◆ **Exercise instructions**:
Copy all of the entries below word for word, leaving nothing out.

#####

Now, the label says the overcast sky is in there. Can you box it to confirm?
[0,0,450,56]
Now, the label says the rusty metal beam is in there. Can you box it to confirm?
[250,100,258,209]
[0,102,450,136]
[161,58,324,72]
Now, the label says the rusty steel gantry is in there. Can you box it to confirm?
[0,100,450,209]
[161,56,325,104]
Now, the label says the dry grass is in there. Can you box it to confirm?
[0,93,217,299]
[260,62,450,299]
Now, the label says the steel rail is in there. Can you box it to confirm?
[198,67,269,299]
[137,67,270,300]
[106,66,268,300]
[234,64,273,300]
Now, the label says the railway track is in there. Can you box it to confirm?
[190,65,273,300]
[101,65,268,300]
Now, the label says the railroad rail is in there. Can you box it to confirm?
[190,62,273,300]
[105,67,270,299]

#####

◆ **Result below**:
Now, the label says the overcast sky is in there. Can you box it to confirm?
[0,0,450,56]
Now, the label says the rusty metal beam is in there. Can you box it to confirm?
[250,100,258,209]
[0,102,450,136]
[161,58,324,72]
Now, the label says the rusty steel gantry is in there. Can you box it to confirm?
[0,100,450,209]
[161,56,325,104]
Now, the label says the dry grass is in there. Can you box it to confirm?
[0,93,217,299]
[260,62,450,299]
Now, the label says the steel rail is in there. Can you box it to confirm?
[198,67,269,299]
[137,67,270,300]
[106,66,268,300]
[234,64,273,300]
Now, the label says the railway track is in there. Can you box it to confirm?
[190,65,273,300]
[101,65,268,300]
Now, the label says the railroad rail is in there. Can you box it to confirm?
[190,62,273,300]
[105,67,270,299]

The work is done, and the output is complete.